───── EXTRACTED MATERIAL
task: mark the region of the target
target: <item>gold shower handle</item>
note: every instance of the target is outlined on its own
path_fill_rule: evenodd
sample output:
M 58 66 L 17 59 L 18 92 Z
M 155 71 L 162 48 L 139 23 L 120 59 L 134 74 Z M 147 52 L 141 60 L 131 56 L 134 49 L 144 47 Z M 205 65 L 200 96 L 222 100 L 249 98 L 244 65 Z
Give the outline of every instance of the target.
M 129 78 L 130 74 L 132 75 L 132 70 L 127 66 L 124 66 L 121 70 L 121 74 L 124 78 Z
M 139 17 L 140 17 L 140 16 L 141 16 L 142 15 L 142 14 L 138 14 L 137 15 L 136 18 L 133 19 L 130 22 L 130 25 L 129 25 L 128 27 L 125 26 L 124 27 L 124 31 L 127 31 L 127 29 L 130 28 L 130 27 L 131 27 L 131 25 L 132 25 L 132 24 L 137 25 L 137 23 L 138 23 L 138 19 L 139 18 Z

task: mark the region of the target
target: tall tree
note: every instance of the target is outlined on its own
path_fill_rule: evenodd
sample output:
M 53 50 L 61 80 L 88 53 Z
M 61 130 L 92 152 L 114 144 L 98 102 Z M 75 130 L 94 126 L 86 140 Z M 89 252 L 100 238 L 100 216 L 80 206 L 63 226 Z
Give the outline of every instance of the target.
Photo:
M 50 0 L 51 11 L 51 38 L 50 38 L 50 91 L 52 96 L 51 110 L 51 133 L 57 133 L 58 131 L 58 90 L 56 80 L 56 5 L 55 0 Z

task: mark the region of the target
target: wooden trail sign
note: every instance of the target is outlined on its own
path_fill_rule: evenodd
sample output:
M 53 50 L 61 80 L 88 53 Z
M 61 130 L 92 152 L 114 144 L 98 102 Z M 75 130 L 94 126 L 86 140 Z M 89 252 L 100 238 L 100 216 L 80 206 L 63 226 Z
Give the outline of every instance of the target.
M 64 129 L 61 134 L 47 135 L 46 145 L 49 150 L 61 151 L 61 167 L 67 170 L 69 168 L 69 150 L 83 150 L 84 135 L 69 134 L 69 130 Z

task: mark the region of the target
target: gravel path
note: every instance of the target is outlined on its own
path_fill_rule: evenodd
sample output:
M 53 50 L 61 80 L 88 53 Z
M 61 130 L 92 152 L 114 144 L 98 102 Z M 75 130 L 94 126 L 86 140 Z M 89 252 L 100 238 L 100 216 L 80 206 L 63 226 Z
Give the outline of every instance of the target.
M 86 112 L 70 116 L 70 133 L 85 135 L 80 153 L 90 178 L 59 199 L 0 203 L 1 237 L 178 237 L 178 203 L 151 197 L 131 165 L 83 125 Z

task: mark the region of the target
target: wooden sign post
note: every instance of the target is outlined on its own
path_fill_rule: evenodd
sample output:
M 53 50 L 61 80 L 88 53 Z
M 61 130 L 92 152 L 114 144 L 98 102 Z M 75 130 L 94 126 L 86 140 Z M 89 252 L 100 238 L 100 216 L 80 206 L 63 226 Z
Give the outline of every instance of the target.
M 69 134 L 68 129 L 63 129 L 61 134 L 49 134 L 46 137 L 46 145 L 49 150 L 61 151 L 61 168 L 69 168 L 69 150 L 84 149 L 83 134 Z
──────────
◆ **OBJECTIVE**
Could you extract all of the entries above and reproduce every line of them word for word?

◆ **SOLUTION BELOW**
task: mark the region of the target
target: <item>gold shower handle</item>
note: every instance of the target is outlined on its own
path_fill_rule: evenodd
sample output:
M 58 66 L 17 59 L 18 92 Z
M 155 71 L 162 48 L 139 23 L 120 59 L 134 74 Z M 147 52 L 141 60 L 131 56 L 134 49 L 144 47 Z M 205 65 L 200 96 L 222 100 L 249 98 L 244 65 Z
Give the outline of every instance of the target.
M 129 78 L 130 74 L 132 75 L 132 70 L 127 66 L 124 66 L 121 70 L 121 74 L 124 78 Z
M 139 17 L 140 17 L 140 16 L 141 16 L 142 15 L 142 14 L 138 14 L 137 15 L 136 18 L 133 19 L 130 22 L 130 25 L 129 25 L 128 27 L 125 26 L 124 27 L 124 31 L 127 31 L 127 29 L 130 28 L 130 27 L 131 27 L 131 25 L 132 25 L 132 24 L 137 25 L 137 23 L 138 23 L 138 19 L 139 18 Z

task: mark the region of the target
target: tall tree
note: every instance of the target is outlined on its own
path_fill_rule: evenodd
sample output:
M 53 50 L 61 80 L 88 53 Z
M 61 130 L 92 152 L 114 144 L 98 102 Z M 75 130 L 94 126 L 86 140 Z M 89 252 L 100 238 L 100 216 L 80 206 L 63 226 Z
Give the outline of every instance of the target.
Photo:
M 50 0 L 51 11 L 51 38 L 50 38 L 50 91 L 52 96 L 51 110 L 51 133 L 57 133 L 58 131 L 58 90 L 56 80 L 56 5 L 55 0 Z

task: mark the region of the target
target: wooden trail sign
note: every instance of the target is outlined on its own
path_fill_rule: evenodd
sample output:
M 53 50 L 61 80 L 88 53 Z
M 61 130 L 92 152 L 114 144 L 98 102 Z M 75 130 L 94 126 L 86 140 Z M 89 252 L 100 238 L 100 216 L 80 206 L 63 226 Z
Give the outline of every instance of the target.
M 64 129 L 61 134 L 47 135 L 46 145 L 49 150 L 61 151 L 61 167 L 67 170 L 69 168 L 69 150 L 83 150 L 84 135 L 69 134 L 69 130 Z

task: mark the region of the target
target: gravel path
note: every instance of the target is outlined on its own
path_fill_rule: evenodd
sample output:
M 53 50 L 61 80 L 88 53 Z
M 61 130 L 92 152 L 114 144 L 98 102 Z M 75 130 L 94 126 L 86 140 Z M 89 252 L 100 238 L 100 216 L 80 206 L 63 226 Z
Give the outline of every instance of the target.
M 86 112 L 70 116 L 70 133 L 85 135 L 80 153 L 90 178 L 59 199 L 0 203 L 1 237 L 178 237 L 178 203 L 151 197 L 131 165 L 83 125 Z

task: mark the region of the target
target: wooden sign post
note: every instance of the target is outlined on its own
path_fill_rule: evenodd
sample output:
M 53 50 L 61 80 L 88 53 Z
M 61 130 L 92 152 L 114 144 L 98 102 Z M 75 130 L 94 126 L 86 140 Z M 89 252 L 100 238 L 100 216 L 80 206 L 63 226 Z
Give the outline of every instance of the target.
M 69 134 L 68 129 L 63 129 L 61 134 L 49 134 L 46 137 L 46 145 L 49 150 L 61 151 L 61 168 L 69 168 L 69 150 L 84 149 L 83 134 Z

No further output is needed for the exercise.